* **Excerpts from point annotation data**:

◇ ◇ ◇ ◇ ◇

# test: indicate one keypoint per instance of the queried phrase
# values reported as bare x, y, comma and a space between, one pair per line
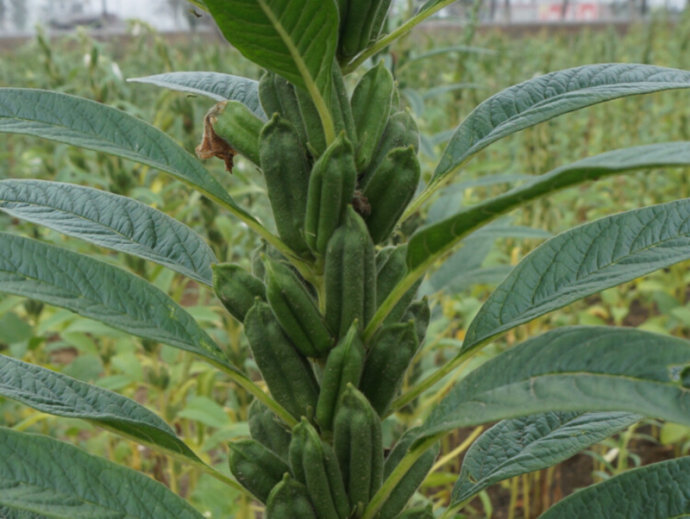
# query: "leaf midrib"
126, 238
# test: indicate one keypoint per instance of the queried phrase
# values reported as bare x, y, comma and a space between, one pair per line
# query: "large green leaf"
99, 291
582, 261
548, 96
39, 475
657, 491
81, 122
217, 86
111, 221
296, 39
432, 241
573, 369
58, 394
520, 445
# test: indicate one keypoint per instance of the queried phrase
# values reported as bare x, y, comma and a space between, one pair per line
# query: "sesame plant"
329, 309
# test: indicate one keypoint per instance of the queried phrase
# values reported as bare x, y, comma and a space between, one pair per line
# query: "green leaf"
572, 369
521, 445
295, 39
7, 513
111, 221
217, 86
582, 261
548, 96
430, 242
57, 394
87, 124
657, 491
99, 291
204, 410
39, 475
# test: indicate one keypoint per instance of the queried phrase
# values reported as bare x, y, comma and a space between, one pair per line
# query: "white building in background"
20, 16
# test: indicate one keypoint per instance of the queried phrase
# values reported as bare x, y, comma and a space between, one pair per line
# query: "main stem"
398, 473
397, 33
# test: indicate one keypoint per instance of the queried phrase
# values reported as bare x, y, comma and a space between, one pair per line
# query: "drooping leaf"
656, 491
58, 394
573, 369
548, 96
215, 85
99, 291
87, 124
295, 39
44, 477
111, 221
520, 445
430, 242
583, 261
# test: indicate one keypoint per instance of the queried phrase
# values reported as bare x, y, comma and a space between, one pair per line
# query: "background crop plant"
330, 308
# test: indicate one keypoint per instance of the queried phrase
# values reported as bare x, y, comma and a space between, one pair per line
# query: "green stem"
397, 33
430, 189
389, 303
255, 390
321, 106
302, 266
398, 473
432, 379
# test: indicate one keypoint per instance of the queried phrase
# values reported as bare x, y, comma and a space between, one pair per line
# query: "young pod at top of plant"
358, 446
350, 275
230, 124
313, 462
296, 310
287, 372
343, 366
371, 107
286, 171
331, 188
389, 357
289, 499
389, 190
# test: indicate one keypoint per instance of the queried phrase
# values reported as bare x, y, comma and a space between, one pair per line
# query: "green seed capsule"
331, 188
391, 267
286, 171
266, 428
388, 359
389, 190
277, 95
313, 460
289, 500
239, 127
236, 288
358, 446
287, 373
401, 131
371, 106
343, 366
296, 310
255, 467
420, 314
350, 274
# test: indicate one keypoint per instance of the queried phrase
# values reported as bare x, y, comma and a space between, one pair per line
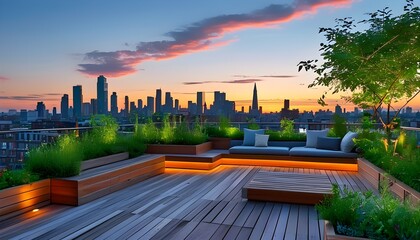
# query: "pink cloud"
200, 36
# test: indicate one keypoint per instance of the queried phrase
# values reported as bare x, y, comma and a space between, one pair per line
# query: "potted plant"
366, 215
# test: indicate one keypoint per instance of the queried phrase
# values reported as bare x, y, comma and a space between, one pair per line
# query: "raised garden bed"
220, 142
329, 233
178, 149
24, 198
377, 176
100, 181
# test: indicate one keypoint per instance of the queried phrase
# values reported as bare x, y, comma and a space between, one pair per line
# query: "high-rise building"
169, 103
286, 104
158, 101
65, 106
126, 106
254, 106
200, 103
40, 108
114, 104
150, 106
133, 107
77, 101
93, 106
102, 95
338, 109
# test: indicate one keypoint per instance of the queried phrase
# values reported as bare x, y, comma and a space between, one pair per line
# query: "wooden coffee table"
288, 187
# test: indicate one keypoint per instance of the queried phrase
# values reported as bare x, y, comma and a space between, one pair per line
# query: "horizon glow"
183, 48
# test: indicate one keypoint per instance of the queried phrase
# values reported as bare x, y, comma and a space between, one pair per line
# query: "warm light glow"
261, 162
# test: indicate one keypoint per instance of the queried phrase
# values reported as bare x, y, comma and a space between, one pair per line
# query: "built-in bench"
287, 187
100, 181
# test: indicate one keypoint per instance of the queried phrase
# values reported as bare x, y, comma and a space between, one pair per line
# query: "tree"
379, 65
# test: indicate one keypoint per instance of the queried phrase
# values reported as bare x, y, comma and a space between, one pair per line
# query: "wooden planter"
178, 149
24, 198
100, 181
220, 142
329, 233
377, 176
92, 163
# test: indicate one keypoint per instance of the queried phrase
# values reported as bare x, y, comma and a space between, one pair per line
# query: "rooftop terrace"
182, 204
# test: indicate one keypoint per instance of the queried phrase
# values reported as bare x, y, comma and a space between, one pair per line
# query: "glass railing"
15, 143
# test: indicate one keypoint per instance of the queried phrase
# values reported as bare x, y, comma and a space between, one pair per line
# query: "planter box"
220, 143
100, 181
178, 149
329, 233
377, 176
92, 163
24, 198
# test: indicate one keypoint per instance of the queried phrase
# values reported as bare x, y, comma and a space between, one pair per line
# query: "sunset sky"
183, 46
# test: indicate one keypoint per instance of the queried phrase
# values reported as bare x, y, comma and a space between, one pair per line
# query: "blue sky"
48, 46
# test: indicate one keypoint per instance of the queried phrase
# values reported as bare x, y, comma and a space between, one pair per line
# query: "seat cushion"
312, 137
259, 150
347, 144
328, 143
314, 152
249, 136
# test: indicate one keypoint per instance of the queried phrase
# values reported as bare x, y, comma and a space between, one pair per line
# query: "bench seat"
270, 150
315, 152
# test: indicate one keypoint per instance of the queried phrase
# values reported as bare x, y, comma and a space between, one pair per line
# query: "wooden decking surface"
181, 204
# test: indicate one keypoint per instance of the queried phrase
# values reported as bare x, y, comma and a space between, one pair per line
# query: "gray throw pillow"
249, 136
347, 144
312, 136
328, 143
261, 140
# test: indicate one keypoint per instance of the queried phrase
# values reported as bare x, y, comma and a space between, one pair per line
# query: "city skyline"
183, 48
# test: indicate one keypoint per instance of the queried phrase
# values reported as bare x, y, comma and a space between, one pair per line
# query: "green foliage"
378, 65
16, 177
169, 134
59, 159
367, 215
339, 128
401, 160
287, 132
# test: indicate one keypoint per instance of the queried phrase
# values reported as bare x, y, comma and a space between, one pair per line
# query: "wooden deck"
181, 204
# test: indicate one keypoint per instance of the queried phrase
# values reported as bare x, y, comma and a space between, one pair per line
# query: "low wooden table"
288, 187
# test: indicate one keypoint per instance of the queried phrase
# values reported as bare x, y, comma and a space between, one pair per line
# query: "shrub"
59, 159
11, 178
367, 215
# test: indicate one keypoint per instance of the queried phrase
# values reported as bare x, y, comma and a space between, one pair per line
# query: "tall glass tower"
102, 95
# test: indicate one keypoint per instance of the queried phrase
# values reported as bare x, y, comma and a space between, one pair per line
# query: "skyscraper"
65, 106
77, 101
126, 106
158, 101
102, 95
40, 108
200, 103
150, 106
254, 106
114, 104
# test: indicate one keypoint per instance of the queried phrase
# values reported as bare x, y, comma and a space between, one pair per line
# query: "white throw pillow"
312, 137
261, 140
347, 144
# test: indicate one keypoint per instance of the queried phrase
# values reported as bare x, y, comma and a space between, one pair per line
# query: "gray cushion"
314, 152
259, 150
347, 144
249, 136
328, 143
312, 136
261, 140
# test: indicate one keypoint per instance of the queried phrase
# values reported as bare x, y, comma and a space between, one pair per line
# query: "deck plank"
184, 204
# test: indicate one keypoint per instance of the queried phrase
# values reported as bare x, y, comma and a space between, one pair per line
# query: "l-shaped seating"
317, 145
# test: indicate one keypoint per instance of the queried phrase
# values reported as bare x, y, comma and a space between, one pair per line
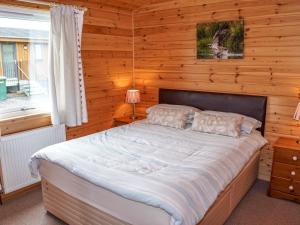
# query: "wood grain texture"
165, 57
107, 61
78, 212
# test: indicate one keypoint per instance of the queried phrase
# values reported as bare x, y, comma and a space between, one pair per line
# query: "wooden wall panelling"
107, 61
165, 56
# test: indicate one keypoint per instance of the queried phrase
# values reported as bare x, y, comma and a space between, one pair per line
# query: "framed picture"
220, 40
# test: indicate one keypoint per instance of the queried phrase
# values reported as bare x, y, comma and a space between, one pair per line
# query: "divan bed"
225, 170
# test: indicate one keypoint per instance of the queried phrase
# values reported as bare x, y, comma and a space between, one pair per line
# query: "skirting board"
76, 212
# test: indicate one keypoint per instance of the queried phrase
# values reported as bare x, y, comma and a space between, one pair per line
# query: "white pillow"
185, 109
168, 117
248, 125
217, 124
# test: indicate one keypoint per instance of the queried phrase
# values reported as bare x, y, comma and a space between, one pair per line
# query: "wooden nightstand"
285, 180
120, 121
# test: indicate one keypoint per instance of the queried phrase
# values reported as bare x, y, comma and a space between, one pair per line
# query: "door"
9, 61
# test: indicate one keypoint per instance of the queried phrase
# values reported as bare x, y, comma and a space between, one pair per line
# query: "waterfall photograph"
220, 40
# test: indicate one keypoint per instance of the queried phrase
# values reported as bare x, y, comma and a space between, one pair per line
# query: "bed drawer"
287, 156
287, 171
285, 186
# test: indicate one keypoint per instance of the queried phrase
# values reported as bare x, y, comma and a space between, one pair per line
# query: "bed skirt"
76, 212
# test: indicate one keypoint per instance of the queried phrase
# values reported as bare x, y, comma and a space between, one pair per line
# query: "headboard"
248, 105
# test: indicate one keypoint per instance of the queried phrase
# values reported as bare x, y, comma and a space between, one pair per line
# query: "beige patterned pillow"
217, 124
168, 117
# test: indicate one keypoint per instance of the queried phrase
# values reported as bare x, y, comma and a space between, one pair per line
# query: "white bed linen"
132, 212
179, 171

◇ ◇ ◇ ◇ ◇

* **Set problem**:
Please pick out each line above that contains the string "glow", and copy those lines.

* **Final answer**:
# query: "horizon glow"
# query: "warm light glow"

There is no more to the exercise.